- **AVAILABLE DATA**
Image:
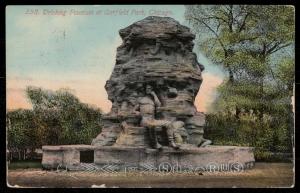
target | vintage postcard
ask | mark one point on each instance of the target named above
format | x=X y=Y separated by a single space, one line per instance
x=158 y=96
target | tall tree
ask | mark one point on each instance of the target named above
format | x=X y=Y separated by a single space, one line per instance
x=249 y=42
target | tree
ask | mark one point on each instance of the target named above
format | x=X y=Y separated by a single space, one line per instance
x=62 y=118
x=245 y=42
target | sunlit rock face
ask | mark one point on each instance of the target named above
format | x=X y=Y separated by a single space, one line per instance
x=156 y=51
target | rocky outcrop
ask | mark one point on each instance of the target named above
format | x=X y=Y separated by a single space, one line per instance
x=156 y=51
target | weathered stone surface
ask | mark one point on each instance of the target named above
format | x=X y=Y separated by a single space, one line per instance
x=152 y=89
x=156 y=51
x=122 y=157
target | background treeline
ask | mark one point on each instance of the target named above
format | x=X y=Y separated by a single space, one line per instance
x=57 y=118
x=254 y=44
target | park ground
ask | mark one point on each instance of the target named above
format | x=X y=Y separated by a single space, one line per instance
x=262 y=175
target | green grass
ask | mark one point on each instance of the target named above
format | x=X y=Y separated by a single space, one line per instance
x=24 y=164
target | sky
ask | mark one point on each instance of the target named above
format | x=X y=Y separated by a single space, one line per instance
x=74 y=47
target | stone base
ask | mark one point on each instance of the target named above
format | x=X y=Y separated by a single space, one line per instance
x=113 y=158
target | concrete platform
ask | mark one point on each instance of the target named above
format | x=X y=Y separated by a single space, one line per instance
x=114 y=158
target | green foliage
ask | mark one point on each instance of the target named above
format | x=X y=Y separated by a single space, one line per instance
x=254 y=103
x=57 y=118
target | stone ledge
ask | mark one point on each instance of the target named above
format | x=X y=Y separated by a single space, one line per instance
x=69 y=156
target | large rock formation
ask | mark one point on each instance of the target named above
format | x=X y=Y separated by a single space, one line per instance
x=152 y=88
x=156 y=51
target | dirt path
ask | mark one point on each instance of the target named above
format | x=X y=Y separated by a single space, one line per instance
x=263 y=175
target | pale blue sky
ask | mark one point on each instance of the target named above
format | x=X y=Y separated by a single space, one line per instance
x=72 y=51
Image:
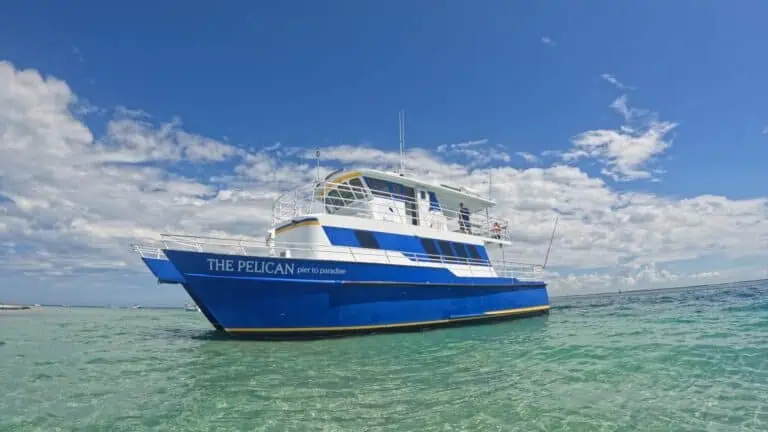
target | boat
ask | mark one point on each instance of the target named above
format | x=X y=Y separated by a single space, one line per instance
x=360 y=250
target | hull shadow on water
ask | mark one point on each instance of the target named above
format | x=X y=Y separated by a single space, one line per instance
x=218 y=335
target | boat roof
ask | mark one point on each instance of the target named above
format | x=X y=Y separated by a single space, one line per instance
x=469 y=197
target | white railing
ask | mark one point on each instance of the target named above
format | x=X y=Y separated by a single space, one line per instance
x=258 y=248
x=344 y=199
x=147 y=251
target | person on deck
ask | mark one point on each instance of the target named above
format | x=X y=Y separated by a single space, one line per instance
x=464 y=219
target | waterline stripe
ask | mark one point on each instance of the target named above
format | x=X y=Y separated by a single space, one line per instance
x=486 y=315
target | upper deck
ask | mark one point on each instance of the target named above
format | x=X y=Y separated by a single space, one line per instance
x=393 y=198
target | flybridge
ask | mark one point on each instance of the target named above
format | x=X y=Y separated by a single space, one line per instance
x=392 y=198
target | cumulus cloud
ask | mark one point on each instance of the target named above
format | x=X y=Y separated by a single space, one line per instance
x=71 y=202
x=625 y=152
x=530 y=158
x=475 y=153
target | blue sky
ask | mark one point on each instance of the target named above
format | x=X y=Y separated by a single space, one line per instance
x=525 y=76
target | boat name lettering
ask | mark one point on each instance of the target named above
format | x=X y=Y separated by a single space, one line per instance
x=250 y=266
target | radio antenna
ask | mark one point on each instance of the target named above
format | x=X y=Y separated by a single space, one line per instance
x=401 y=130
x=546 y=258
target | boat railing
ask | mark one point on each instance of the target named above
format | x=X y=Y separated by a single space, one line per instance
x=344 y=199
x=266 y=249
x=149 y=251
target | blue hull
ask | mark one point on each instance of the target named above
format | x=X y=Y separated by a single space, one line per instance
x=281 y=297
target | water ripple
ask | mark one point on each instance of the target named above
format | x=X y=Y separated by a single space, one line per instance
x=683 y=360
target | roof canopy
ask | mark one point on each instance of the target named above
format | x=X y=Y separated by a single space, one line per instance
x=448 y=195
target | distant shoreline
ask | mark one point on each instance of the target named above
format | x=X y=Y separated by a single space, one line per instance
x=14 y=307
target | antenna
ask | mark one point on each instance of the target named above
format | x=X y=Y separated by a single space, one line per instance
x=401 y=130
x=550 y=243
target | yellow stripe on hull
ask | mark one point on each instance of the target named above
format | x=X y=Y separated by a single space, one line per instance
x=486 y=315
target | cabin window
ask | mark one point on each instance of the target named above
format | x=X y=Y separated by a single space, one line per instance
x=472 y=249
x=429 y=247
x=378 y=187
x=445 y=248
x=346 y=193
x=366 y=239
x=334 y=199
x=433 y=204
x=358 y=188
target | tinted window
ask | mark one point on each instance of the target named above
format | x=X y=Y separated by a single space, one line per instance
x=358 y=187
x=346 y=193
x=378 y=187
x=472 y=249
x=333 y=199
x=366 y=239
x=445 y=248
x=460 y=250
x=429 y=247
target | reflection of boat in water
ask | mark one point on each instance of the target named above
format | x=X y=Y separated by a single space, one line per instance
x=189 y=307
x=361 y=250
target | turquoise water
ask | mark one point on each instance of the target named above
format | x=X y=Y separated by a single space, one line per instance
x=676 y=360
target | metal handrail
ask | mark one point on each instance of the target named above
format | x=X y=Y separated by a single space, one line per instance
x=313 y=199
x=249 y=247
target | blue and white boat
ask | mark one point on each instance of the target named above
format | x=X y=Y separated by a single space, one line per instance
x=361 y=250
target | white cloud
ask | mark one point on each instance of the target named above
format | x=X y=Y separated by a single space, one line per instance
x=75 y=201
x=626 y=151
x=475 y=153
x=528 y=157
x=613 y=80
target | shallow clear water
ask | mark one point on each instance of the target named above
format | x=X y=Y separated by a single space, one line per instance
x=690 y=359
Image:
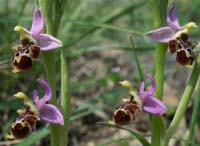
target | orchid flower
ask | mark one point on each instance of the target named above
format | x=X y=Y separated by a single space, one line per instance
x=173 y=30
x=176 y=36
x=145 y=98
x=32 y=42
x=44 y=41
x=47 y=112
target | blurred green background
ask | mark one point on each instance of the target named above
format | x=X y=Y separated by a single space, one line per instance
x=96 y=36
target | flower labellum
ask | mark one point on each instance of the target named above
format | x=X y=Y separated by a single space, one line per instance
x=35 y=36
x=125 y=112
x=23 y=125
x=176 y=36
x=47 y=112
x=144 y=99
x=32 y=43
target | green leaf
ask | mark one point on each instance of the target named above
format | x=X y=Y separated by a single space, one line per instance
x=117 y=141
x=141 y=138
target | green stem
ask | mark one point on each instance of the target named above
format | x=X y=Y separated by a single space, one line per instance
x=49 y=64
x=157 y=122
x=183 y=102
x=194 y=115
x=65 y=99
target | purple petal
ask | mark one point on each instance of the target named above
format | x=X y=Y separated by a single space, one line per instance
x=39 y=103
x=172 y=17
x=154 y=106
x=35 y=96
x=48 y=92
x=163 y=34
x=48 y=42
x=51 y=114
x=151 y=90
x=38 y=22
x=142 y=93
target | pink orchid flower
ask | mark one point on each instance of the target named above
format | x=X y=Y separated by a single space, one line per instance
x=44 y=41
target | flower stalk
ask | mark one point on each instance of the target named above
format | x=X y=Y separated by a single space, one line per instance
x=183 y=104
x=159 y=67
x=194 y=115
x=65 y=99
x=49 y=65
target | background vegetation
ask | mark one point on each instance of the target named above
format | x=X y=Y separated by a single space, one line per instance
x=96 y=35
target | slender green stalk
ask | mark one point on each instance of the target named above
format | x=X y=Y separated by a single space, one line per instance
x=194 y=115
x=65 y=99
x=183 y=102
x=49 y=64
x=157 y=122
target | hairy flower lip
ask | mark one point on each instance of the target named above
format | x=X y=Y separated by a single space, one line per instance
x=145 y=98
x=173 y=30
x=45 y=41
x=47 y=112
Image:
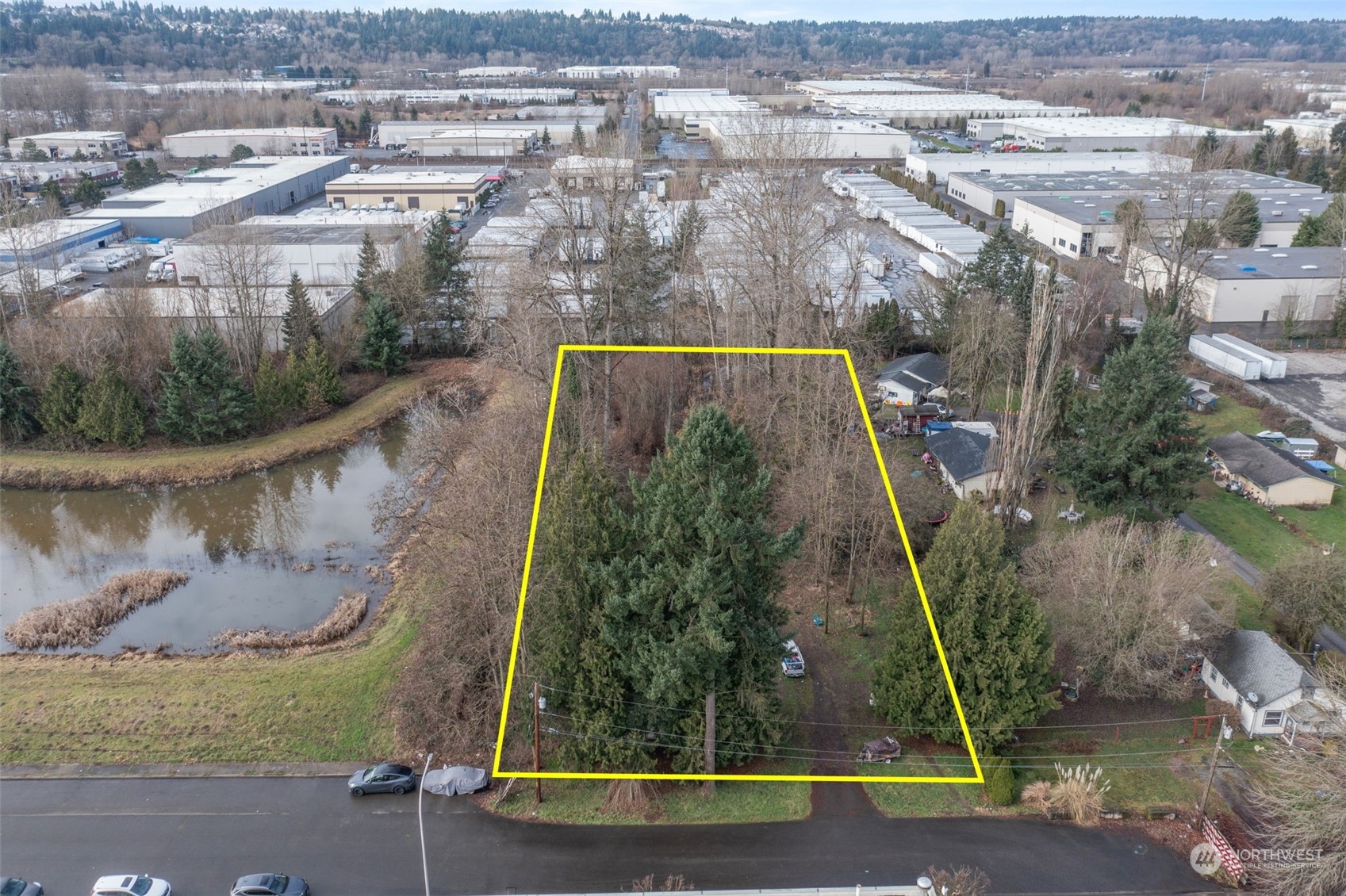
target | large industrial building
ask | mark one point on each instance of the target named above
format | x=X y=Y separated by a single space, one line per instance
x=467 y=139
x=447 y=98
x=263 y=142
x=1257 y=285
x=672 y=109
x=320 y=253
x=921 y=110
x=596 y=73
x=1083 y=225
x=995 y=193
x=857 y=88
x=1110 y=132
x=58 y=144
x=182 y=206
x=751 y=136
x=498 y=71
x=455 y=191
x=941 y=164
x=560 y=128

- **REQUIREMENT**
Could you transcribe the entries above word for word, from the line with "target | stone base" down to the line with "target | large rock formation", keeping both?

- **ANSWER FOR THE TASK**
target | stone base
ask | mark one point on each instance of the target named above
format | x=X y=Y separated by a single space, one line per instance
x=113 y=158
target | concrete platform
ask | mark one point on each instance of the target named above
format | x=X y=Y separated by a single space, one line per instance
x=114 y=158
target | green foliage
ask | mark one point on each instance of the target named above
format | x=X y=Y separated by a single space, one line per instance
x=254 y=103
x=57 y=118
target | stone ledge
ask | mark one point on each instance of the target named above
format | x=X y=Y separated by a single space, one line per instance
x=69 y=156
target | large rock formation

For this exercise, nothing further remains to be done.